SET EXERCISE – Could you turn the lines that open with the one containing "Each instance of the blue jeans gets" and close with the one containing "(1011, 457)", both included, into a numbered list with blank lines left out, and give only those lines?
(begin)
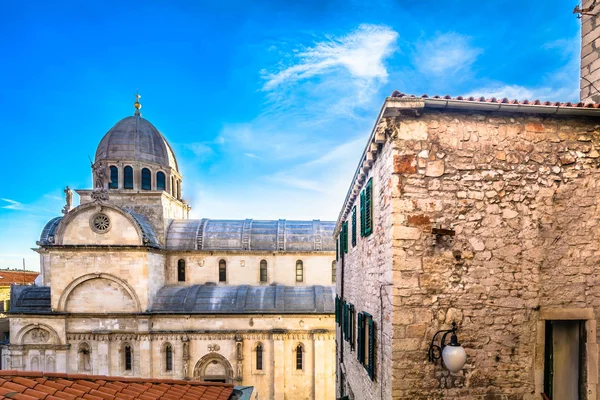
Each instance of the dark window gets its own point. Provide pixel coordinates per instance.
(160, 181)
(263, 270)
(114, 178)
(299, 271)
(333, 270)
(128, 358)
(222, 271)
(128, 177)
(259, 357)
(362, 213)
(344, 237)
(299, 351)
(181, 270)
(168, 358)
(146, 179)
(354, 226)
(369, 207)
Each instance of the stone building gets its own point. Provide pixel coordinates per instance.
(485, 213)
(130, 286)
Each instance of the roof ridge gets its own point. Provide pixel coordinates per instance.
(40, 374)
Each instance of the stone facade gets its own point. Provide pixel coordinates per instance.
(520, 192)
(131, 287)
(590, 52)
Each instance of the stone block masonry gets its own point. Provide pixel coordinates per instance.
(521, 193)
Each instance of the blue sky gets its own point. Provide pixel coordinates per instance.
(267, 104)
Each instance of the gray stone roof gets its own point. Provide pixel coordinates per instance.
(249, 234)
(244, 299)
(47, 236)
(30, 299)
(136, 139)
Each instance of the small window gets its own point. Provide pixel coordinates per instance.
(354, 226)
(160, 181)
(128, 357)
(259, 357)
(263, 270)
(168, 358)
(146, 179)
(299, 271)
(128, 177)
(222, 271)
(333, 270)
(299, 357)
(114, 178)
(181, 270)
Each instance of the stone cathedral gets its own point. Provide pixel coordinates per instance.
(130, 286)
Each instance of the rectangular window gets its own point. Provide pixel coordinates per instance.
(354, 226)
(369, 207)
(564, 359)
(366, 342)
(362, 213)
(345, 237)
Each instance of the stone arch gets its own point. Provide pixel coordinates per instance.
(116, 284)
(69, 217)
(38, 334)
(213, 367)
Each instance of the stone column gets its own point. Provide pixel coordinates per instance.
(278, 366)
(319, 366)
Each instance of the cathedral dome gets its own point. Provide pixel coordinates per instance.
(136, 139)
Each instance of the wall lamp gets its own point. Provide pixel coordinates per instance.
(453, 354)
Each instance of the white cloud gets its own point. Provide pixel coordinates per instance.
(12, 204)
(360, 53)
(446, 54)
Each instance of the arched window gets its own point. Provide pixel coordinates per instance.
(222, 271)
(259, 357)
(181, 270)
(84, 358)
(299, 271)
(128, 177)
(127, 357)
(146, 179)
(263, 270)
(168, 357)
(114, 178)
(299, 357)
(160, 181)
(333, 270)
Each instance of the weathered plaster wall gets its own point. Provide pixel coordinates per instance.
(367, 282)
(521, 193)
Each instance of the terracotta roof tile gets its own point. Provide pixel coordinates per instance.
(398, 94)
(53, 386)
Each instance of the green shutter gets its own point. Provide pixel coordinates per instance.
(354, 226)
(362, 213)
(369, 207)
(371, 368)
(359, 330)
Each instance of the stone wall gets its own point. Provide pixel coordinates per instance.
(243, 267)
(590, 54)
(522, 195)
(217, 339)
(367, 283)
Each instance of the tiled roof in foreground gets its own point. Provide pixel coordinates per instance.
(397, 94)
(25, 385)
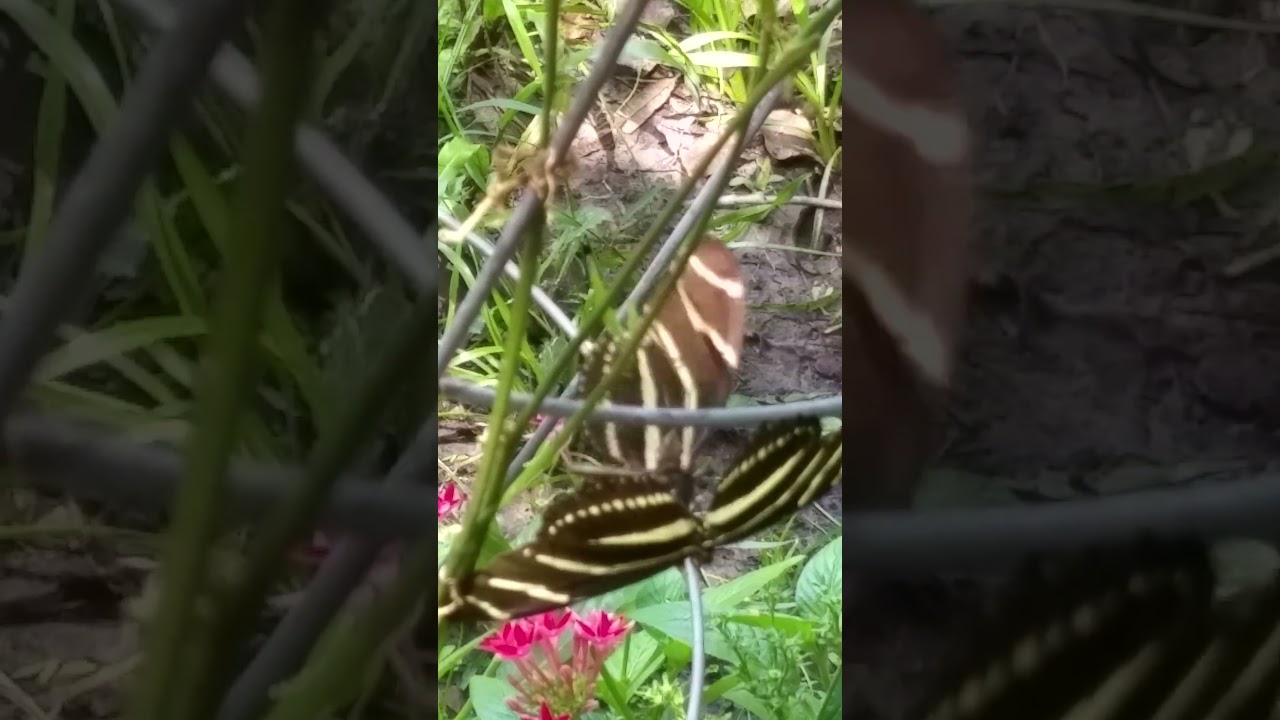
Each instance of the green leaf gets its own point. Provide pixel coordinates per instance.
(739, 589)
(822, 579)
(833, 705)
(489, 696)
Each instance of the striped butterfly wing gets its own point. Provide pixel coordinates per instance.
(607, 534)
(1107, 634)
(785, 468)
(688, 359)
(906, 233)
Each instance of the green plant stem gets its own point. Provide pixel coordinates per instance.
(231, 359)
(502, 432)
(334, 447)
(551, 36)
(789, 62)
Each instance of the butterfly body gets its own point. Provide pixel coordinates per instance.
(906, 215)
(615, 531)
(688, 359)
(1129, 633)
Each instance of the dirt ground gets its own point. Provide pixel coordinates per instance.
(1125, 320)
(1124, 327)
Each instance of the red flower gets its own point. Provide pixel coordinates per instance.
(512, 641)
(552, 623)
(545, 714)
(544, 679)
(448, 500)
(602, 629)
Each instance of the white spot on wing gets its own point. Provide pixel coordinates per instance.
(940, 137)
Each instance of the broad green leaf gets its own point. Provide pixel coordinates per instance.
(489, 697)
(822, 579)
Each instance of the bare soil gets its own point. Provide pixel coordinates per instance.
(1123, 331)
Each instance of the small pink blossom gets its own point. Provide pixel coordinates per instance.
(513, 641)
(549, 686)
(602, 629)
(545, 714)
(448, 500)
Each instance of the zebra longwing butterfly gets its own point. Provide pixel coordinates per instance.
(1129, 636)
(905, 222)
(616, 531)
(688, 359)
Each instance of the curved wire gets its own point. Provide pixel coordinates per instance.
(90, 463)
(698, 670)
(469, 393)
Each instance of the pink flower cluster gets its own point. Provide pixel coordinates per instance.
(547, 686)
(448, 501)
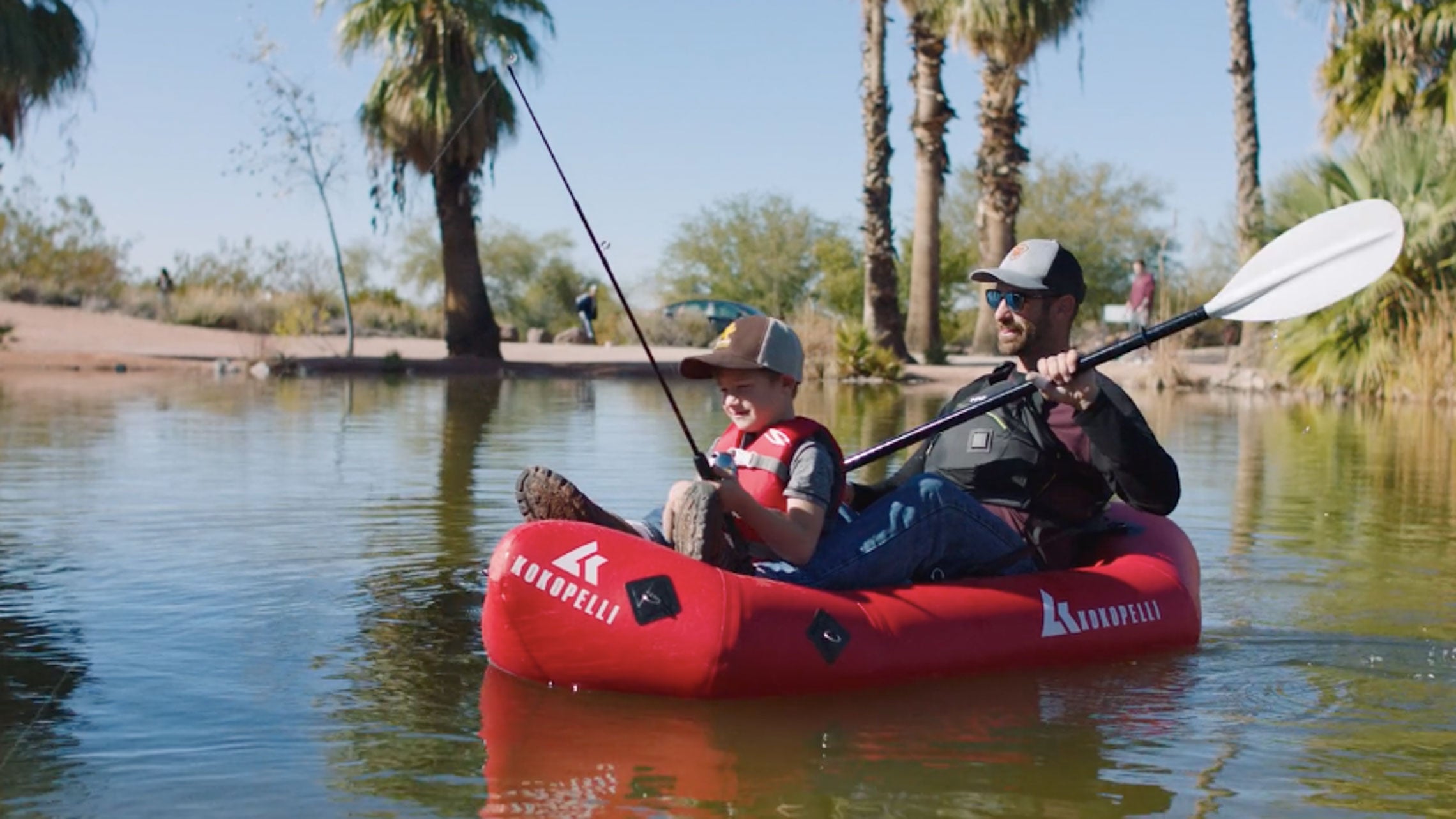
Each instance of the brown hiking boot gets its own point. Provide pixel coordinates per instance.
(698, 530)
(543, 495)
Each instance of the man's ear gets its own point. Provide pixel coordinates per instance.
(1065, 307)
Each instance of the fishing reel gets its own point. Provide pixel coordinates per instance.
(723, 465)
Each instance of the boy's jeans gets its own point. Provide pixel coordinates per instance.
(927, 530)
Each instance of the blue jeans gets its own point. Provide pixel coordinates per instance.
(925, 530)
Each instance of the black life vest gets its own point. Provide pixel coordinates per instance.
(1011, 457)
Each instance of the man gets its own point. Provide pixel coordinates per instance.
(1046, 465)
(1141, 297)
(587, 312)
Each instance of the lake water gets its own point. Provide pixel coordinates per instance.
(251, 598)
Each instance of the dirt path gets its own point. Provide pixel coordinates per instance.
(72, 340)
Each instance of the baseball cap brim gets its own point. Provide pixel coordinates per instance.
(704, 366)
(1012, 278)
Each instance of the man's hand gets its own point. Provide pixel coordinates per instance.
(1059, 380)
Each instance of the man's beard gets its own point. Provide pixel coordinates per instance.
(1028, 340)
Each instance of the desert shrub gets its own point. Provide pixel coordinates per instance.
(858, 357)
(57, 252)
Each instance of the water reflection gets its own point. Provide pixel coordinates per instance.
(41, 666)
(992, 747)
(418, 648)
(315, 547)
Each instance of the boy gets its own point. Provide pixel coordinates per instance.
(789, 475)
(785, 497)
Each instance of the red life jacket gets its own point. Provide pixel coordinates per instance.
(763, 466)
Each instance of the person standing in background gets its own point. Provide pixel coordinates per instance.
(1141, 297)
(587, 312)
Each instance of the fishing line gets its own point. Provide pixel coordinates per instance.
(464, 123)
(699, 460)
(38, 713)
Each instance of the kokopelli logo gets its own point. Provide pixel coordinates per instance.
(581, 562)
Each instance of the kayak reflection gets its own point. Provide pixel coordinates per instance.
(1005, 745)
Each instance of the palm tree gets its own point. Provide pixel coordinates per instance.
(1390, 63)
(43, 56)
(1005, 34)
(1247, 150)
(1245, 130)
(437, 105)
(1400, 333)
(928, 29)
(881, 315)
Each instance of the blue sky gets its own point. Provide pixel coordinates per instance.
(656, 108)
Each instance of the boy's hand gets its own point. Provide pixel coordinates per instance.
(734, 497)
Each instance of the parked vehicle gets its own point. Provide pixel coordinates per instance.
(720, 312)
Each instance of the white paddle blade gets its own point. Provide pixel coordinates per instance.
(1314, 264)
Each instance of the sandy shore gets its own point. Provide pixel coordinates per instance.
(80, 341)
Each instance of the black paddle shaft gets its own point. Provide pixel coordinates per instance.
(1004, 398)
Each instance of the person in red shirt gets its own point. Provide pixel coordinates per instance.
(1141, 297)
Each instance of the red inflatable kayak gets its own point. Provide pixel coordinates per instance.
(580, 606)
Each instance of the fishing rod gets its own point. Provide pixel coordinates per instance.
(699, 460)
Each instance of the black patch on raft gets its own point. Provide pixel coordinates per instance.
(828, 636)
(653, 598)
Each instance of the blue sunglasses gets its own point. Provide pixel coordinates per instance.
(1014, 300)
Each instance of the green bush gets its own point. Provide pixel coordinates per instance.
(858, 357)
(57, 253)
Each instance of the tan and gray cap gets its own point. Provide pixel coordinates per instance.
(753, 342)
(1038, 264)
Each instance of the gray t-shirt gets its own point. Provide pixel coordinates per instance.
(812, 475)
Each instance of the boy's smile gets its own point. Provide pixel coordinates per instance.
(755, 399)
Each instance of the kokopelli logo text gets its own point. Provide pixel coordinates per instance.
(1059, 619)
(581, 564)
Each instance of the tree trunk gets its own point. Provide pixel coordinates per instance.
(1247, 149)
(469, 322)
(997, 172)
(928, 124)
(883, 319)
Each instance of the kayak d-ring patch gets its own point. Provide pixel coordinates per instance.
(828, 636)
(653, 598)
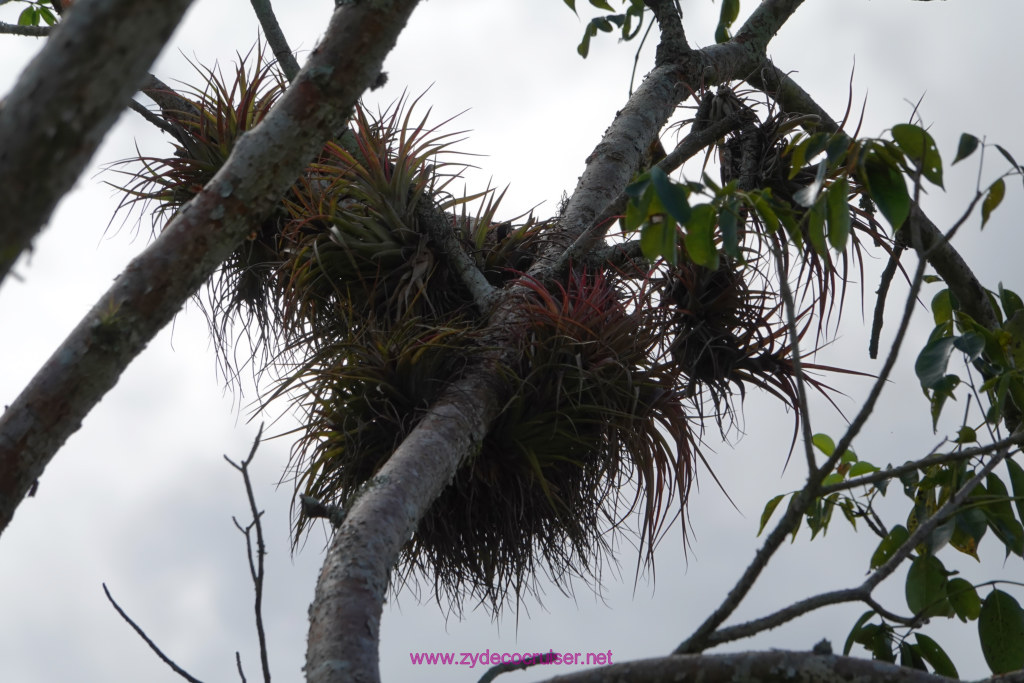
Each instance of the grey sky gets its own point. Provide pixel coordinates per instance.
(140, 498)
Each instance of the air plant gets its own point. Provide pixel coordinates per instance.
(364, 322)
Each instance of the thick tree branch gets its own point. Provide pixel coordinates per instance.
(442, 232)
(65, 101)
(344, 620)
(705, 633)
(153, 288)
(753, 668)
(345, 615)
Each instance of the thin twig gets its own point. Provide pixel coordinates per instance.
(506, 667)
(880, 302)
(238, 664)
(154, 119)
(803, 410)
(275, 37)
(860, 593)
(153, 646)
(954, 456)
(255, 566)
(697, 641)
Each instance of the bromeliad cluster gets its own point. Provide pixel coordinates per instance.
(346, 295)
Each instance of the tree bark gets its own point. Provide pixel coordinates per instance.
(345, 615)
(156, 285)
(753, 668)
(66, 100)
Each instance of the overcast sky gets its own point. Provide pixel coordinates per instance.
(141, 499)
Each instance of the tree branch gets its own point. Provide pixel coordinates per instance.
(65, 101)
(939, 253)
(698, 641)
(965, 454)
(255, 567)
(153, 646)
(443, 235)
(344, 620)
(765, 22)
(275, 37)
(157, 283)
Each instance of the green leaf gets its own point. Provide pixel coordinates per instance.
(1011, 301)
(730, 10)
(919, 145)
(932, 361)
(700, 236)
(926, 588)
(967, 435)
(657, 240)
(935, 655)
(909, 656)
(769, 509)
(862, 468)
(964, 598)
(1017, 482)
(839, 213)
(971, 343)
(835, 477)
(29, 16)
(1008, 157)
(727, 221)
(896, 538)
(673, 197)
(966, 147)
(823, 443)
(994, 197)
(766, 212)
(888, 189)
(816, 229)
(855, 631)
(942, 307)
(1000, 629)
(942, 391)
(1000, 516)
(584, 47)
(806, 197)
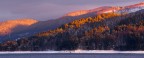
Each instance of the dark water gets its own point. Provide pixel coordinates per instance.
(46, 55)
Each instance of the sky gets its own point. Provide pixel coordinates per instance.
(51, 9)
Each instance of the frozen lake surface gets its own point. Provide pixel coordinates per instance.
(73, 54)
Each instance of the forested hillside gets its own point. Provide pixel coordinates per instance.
(109, 31)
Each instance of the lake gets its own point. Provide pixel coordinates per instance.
(72, 55)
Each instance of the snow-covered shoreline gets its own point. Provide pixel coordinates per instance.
(75, 51)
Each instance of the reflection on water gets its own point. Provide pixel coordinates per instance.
(71, 55)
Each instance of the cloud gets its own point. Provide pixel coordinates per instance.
(49, 9)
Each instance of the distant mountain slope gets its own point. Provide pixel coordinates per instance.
(10, 26)
(42, 26)
(109, 31)
(108, 9)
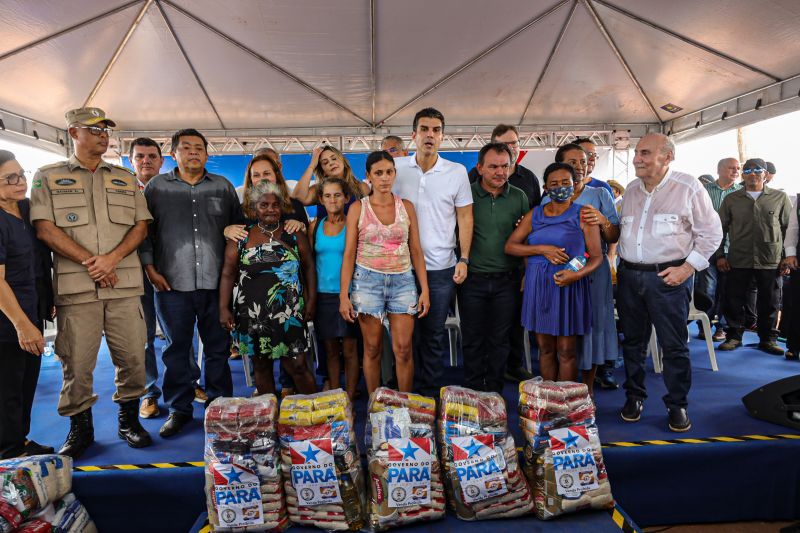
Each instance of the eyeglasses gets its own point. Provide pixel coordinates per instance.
(96, 130)
(756, 170)
(13, 179)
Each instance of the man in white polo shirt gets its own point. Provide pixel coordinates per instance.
(441, 194)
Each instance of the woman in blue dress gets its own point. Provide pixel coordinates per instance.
(600, 345)
(556, 302)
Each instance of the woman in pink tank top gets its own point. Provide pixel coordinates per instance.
(382, 244)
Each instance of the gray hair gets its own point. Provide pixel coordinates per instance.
(260, 189)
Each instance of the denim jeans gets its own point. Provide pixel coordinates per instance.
(150, 363)
(178, 312)
(486, 307)
(644, 301)
(430, 337)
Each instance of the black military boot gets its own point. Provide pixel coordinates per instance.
(130, 430)
(81, 434)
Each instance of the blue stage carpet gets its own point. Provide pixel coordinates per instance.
(655, 483)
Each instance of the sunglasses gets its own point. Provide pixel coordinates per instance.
(13, 179)
(96, 130)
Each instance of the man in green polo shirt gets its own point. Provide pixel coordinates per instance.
(754, 219)
(487, 298)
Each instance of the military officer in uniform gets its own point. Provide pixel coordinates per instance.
(93, 216)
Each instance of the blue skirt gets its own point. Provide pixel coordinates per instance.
(600, 344)
(553, 310)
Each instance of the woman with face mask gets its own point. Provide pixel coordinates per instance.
(598, 349)
(556, 299)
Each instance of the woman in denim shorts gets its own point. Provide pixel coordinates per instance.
(382, 244)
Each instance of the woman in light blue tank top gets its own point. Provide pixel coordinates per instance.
(328, 240)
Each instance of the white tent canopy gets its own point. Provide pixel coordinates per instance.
(361, 68)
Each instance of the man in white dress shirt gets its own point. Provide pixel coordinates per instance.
(669, 230)
(442, 197)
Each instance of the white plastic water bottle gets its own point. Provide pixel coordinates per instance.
(577, 263)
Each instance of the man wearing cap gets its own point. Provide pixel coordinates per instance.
(93, 216)
(669, 230)
(770, 166)
(755, 220)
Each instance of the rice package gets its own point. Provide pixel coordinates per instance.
(242, 465)
(66, 515)
(323, 479)
(405, 478)
(563, 457)
(481, 472)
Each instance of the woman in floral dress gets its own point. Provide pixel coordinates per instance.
(276, 277)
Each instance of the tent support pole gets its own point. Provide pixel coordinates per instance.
(547, 64)
(189, 62)
(472, 61)
(372, 54)
(117, 53)
(687, 40)
(620, 57)
(265, 61)
(59, 33)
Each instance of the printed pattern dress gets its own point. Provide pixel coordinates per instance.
(269, 305)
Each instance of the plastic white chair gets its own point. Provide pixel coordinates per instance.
(694, 314)
(453, 326)
(526, 343)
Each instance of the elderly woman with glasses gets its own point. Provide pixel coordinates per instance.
(277, 280)
(25, 302)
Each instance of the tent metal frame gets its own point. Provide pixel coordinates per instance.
(777, 92)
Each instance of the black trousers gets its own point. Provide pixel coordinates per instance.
(19, 373)
(486, 307)
(790, 321)
(739, 280)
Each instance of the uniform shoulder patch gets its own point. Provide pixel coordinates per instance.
(53, 166)
(126, 169)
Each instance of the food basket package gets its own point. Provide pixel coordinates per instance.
(563, 458)
(481, 473)
(244, 491)
(322, 473)
(405, 478)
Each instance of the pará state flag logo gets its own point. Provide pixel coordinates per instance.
(413, 449)
(571, 438)
(476, 446)
(312, 452)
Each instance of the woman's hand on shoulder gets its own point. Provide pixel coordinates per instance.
(293, 226)
(235, 232)
(226, 319)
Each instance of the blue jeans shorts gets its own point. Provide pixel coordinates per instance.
(377, 294)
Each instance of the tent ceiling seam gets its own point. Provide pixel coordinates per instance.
(189, 61)
(265, 61)
(614, 48)
(464, 66)
(688, 40)
(68, 30)
(549, 61)
(117, 52)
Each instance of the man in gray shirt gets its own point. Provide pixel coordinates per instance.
(183, 259)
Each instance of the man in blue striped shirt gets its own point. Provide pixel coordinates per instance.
(710, 282)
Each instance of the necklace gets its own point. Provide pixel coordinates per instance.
(end)
TASK OUTPUT –
1. Each instance of the blue jeans gets its own point. Provide pixel coordinates per instance.
2. (925, 530)
3. Each instance of the black life vest gets its own point. Provide pixel coordinates per instance.
4. (1011, 457)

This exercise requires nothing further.